Text passage.

####################

Get Started
Clojask Types
string
The default type for all columns
Class: java.lang.String
Examples
(set-type dataframe "col-name" "string")
int
Most efficiently stores an integer
Class: java.lang.Integer
Examples
(set-type dataframe "col-name" "int")
double
Accepts floats and integers
Class: java.lang.Double
Examples
(set-type dataframe "col-name" "double")
date
Transform a date string (no time field)
Class: java.util.Date
(default format string: yyyy-MM-dd
)
Examples
;; if the date looks like this 2020/11/12
(set-type dataframe "col-name" "date:yyyy/MM/dd")
datetime
Transform a date string (no time field)
Class: java.util.Date
(default format string: yyyy-MM-dd HH:mm:ss
)
Examples
;; if the date looks like this 2020/11/12 12:12:36
(set-type dataframe "col-name" "datetime:yyyy/MM/dd HH:mm:ss")
Hybrid Column & Empty Fields
Take this dataset as an example.
Employee | EmployeeName | Department | Salary |
---|---|---|---|
1 | Alice | 11 | 300 |
2 | Bob | 11 | 34,000 |
3 | Carla | 900 | |
4 | Daniel | 12 | 1,000 |
5 | Evelyn | 13 | 800 |
... | ... | ... | ... |
The first thing to do after creating this dataframe is to set the type of column Salary to int
.
(ck/set-type "Salary" "int")
However, when you take a look at the data type of the latest Salary column using function print-df
. It contains both int
and string
. This is because some numbers (contains ",") are not recognized by the integer parser, such as 34,000 and 1,000. Therefore, when you operate function to this column, you should accept both int
and string
as the input. One way to solve this issue is to create your own parser for integer that ignores comma.
(ck/set-parser "Salary" customized-parser)
The column will empty fields is just a special case of hybrid column. The Department column has an empty field. The type of it is string
& nil
. You can tell that empty fields simply contain value nil
. It is worth notice that
(ck/compute ... :exception true)
will also assign nil
to fields that throw exceptions during execution. Therefore, your operation functions have to consider nil
input in these two scenarios.
System of operations
Clojask is defined by two key types: incremental and replaceable operations.

####################

Work to be completed.
Name every column type that the Clojask types text describes. The lines after this text are separate material with no connection to it.

####################

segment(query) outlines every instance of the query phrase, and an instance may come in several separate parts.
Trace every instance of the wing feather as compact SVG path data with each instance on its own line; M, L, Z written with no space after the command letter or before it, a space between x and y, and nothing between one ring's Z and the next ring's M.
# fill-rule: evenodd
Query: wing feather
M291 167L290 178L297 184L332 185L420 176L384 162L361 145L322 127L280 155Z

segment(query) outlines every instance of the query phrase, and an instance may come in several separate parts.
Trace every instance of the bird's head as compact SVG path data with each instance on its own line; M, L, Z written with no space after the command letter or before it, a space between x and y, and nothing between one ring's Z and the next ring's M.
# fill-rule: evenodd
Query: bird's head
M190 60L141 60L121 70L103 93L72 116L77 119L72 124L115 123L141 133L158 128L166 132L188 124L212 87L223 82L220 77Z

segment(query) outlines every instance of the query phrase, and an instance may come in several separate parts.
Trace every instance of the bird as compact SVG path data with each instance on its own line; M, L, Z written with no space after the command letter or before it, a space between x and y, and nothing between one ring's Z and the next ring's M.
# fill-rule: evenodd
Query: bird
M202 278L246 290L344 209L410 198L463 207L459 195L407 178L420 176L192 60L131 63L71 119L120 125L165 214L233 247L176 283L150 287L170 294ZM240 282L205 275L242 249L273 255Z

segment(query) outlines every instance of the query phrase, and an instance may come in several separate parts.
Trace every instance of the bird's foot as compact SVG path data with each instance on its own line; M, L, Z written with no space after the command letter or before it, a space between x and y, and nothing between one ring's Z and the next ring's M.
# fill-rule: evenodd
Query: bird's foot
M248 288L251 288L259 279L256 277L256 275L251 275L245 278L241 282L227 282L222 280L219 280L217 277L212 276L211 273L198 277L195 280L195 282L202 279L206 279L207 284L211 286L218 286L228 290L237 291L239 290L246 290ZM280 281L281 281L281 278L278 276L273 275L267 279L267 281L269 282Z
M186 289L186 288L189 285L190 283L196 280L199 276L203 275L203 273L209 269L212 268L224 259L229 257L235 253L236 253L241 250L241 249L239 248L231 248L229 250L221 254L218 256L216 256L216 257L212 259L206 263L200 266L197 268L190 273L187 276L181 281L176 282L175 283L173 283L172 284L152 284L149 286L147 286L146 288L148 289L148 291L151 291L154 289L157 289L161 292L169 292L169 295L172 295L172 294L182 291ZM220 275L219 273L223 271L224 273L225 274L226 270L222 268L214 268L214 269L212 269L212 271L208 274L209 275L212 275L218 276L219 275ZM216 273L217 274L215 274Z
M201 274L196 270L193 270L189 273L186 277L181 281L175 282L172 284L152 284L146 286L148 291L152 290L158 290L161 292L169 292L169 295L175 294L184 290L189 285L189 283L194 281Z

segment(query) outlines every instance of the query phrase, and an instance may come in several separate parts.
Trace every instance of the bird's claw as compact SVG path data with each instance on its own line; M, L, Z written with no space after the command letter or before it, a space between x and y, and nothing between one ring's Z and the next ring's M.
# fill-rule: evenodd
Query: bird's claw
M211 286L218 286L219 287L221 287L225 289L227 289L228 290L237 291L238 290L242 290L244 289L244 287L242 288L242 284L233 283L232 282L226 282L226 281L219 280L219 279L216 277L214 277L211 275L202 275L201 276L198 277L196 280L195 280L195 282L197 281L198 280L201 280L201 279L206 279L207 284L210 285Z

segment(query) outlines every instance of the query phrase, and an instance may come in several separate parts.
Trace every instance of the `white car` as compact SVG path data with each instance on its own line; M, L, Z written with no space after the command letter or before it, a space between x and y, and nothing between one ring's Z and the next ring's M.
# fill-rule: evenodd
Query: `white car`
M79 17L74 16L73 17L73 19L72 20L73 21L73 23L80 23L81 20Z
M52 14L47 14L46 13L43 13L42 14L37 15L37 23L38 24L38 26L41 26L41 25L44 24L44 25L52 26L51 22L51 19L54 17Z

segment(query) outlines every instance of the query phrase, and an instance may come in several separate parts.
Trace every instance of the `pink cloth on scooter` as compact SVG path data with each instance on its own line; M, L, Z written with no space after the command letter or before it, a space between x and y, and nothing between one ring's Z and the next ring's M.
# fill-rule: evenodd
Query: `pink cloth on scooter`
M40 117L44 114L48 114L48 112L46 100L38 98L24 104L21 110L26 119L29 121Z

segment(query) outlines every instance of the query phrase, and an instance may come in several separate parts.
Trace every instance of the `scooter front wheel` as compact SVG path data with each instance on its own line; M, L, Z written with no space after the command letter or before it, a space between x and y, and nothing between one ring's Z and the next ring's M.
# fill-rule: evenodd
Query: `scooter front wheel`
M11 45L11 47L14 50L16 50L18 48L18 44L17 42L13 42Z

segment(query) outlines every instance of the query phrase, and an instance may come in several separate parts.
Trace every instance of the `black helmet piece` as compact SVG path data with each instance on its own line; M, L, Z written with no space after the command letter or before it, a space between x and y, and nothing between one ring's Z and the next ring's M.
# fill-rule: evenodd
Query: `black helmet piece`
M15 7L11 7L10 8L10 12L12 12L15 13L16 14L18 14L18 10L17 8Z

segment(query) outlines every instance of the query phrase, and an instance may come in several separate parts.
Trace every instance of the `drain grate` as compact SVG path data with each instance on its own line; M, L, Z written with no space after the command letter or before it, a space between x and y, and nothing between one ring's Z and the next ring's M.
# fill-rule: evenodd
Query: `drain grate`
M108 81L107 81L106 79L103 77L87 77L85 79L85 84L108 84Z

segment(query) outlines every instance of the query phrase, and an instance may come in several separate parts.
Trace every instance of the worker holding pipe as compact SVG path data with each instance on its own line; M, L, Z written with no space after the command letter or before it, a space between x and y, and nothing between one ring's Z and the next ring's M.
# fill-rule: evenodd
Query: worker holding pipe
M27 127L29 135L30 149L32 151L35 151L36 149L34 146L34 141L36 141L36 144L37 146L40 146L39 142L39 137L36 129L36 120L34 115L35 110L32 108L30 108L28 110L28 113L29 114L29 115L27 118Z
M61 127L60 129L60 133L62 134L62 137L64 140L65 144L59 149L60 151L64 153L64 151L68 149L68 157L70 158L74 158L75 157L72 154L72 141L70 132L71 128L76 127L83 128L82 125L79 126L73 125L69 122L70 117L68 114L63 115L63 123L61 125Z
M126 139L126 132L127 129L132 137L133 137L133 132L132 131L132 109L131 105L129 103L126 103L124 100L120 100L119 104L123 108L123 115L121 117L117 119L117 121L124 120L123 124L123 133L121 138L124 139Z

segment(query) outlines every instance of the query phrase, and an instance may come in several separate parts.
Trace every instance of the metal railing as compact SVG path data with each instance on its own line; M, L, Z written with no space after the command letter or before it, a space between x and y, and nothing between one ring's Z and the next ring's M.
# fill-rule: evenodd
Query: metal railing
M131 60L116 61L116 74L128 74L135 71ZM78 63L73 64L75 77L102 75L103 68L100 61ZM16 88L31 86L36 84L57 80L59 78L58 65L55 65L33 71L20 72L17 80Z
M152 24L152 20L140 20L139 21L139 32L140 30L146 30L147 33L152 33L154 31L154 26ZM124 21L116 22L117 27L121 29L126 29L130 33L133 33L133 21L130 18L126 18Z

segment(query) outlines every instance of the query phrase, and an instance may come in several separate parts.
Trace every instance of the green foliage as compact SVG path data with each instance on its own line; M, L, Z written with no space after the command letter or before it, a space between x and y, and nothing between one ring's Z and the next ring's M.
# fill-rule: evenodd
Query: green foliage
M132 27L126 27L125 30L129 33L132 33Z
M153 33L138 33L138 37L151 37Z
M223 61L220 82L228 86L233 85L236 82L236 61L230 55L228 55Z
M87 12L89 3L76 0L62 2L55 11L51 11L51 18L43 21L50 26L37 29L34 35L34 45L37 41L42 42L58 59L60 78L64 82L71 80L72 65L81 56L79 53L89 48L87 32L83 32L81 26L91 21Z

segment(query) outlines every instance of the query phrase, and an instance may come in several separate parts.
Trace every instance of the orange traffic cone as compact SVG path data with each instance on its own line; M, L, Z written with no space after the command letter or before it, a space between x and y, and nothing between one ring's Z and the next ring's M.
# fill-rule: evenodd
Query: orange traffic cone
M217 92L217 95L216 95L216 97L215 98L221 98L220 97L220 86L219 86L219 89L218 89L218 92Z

####################

Answer to this exercise.
string, int, double, date, datetime